Required work » Beginning with the line where "of the background" appears, repeat every remaining line of the entries exactly, the last line included.

+ + + + + + +

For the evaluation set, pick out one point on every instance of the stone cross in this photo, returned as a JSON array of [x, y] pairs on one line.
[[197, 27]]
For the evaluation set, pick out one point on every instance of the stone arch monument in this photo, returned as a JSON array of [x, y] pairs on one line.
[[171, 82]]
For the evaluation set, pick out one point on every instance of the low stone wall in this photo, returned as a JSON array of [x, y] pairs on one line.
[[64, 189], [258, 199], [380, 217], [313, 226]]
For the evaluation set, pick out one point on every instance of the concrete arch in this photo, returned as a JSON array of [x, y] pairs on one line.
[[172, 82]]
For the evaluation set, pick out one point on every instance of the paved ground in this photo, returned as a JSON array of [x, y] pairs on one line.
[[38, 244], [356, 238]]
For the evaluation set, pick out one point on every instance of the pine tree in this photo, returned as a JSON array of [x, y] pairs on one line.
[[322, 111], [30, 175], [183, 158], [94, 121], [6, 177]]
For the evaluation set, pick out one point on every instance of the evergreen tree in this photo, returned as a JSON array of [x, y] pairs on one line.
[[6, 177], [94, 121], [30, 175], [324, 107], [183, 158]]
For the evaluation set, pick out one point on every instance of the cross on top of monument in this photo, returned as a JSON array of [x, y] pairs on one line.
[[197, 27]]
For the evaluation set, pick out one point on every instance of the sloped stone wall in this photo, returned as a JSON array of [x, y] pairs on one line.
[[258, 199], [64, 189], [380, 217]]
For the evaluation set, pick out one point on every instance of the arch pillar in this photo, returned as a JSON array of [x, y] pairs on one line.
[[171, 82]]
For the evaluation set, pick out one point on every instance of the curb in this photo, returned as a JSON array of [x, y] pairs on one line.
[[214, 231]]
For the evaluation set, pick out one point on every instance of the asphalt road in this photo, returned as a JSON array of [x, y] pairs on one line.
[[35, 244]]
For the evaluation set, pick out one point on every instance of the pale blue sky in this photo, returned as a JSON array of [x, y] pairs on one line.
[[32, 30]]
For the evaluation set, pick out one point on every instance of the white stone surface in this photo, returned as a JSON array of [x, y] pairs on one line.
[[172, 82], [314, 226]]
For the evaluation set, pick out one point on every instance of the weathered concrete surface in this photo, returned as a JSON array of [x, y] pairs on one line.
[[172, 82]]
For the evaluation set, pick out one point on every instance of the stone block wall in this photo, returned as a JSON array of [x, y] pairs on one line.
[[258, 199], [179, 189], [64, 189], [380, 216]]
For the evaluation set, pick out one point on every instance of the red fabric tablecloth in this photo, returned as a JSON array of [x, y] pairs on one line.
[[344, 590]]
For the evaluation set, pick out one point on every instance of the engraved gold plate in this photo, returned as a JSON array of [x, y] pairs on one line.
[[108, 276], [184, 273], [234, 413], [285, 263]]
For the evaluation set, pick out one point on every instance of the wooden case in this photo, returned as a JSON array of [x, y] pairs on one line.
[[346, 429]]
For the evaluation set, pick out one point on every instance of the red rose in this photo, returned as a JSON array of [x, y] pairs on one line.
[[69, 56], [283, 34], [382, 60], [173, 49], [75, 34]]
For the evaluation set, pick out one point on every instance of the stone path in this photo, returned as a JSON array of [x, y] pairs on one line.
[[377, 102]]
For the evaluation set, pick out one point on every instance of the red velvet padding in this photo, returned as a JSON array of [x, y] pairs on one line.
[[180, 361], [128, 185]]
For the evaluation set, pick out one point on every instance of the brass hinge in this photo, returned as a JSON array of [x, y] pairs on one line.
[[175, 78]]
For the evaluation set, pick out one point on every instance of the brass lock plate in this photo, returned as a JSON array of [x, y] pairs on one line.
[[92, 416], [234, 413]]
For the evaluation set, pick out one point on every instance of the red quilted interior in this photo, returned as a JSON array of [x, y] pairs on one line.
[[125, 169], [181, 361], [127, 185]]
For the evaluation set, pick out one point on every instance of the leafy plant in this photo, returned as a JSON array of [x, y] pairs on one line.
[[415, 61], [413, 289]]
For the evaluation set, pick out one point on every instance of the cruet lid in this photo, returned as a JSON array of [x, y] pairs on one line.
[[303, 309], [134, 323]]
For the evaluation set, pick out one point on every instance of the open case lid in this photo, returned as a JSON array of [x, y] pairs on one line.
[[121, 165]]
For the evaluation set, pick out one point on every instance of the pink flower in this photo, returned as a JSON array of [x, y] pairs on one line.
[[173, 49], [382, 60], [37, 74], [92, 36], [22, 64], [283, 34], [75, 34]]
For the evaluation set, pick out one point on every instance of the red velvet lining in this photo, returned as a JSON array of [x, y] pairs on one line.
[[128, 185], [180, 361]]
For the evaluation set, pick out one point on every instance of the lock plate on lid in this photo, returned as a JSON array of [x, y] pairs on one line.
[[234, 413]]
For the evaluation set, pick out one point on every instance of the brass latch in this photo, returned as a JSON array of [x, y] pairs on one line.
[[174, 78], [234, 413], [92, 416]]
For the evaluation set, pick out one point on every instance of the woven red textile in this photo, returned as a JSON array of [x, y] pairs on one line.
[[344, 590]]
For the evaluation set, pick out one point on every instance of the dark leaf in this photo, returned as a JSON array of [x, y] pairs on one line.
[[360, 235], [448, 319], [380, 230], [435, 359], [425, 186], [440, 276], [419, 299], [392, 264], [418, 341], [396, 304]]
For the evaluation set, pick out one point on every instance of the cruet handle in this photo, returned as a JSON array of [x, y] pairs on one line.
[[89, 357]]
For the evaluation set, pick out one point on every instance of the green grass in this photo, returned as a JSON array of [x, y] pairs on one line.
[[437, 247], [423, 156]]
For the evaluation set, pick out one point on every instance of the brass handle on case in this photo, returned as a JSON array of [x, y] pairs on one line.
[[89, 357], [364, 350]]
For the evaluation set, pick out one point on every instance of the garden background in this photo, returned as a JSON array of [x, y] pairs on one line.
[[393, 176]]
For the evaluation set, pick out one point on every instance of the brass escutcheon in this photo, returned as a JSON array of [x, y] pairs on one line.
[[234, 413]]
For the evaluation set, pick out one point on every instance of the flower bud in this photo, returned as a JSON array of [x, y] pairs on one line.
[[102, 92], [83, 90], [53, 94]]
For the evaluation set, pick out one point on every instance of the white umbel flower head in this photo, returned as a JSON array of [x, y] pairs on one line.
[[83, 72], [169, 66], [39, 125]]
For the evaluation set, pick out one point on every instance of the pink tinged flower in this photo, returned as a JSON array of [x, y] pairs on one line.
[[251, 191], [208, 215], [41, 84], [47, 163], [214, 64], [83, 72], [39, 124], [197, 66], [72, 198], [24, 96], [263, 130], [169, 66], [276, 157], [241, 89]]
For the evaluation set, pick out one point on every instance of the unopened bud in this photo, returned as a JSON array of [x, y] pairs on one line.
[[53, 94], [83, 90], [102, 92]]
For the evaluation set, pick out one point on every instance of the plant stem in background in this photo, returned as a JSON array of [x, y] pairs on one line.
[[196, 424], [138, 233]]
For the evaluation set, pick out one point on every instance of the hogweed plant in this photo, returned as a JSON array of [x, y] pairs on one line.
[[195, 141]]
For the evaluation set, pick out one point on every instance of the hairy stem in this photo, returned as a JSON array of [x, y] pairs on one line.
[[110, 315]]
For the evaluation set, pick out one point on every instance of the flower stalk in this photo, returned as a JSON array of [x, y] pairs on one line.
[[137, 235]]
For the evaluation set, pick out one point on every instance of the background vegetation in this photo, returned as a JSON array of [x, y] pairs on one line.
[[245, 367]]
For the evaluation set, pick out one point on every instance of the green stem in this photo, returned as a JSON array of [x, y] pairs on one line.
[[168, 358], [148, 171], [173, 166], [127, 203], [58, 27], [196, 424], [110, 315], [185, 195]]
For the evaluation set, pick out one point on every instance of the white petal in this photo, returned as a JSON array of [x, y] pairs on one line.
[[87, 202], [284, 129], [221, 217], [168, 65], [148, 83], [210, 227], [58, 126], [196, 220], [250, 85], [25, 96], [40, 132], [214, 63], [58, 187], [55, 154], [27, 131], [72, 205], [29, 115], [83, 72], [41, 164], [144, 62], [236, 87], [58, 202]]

+ + + + + + +

Final answer »
For the evaluation set, pick out one point on every instance of the background vegetation in this photo, returned as a JSON array of [x, y] pairs on one line.
[[245, 367]]
For the evaluation set, pick out one point on every instance of the green stem in this photo, returned as a JSON array of [x, y] pairs on one line.
[[168, 358], [148, 171], [173, 166], [127, 203], [58, 27], [196, 424], [110, 315], [185, 195]]
For the evaluation set, pick out one point on every instance of the white petal in this photo, returned as a JSON array of [x, y] pairs on one line.
[[87, 202], [284, 129], [221, 217], [168, 65], [148, 83], [210, 227], [58, 126], [196, 220], [250, 85], [25, 96], [40, 132], [214, 63], [58, 187], [55, 154], [27, 131], [72, 205], [29, 115], [83, 72], [41, 164], [144, 62], [236, 87], [58, 202]]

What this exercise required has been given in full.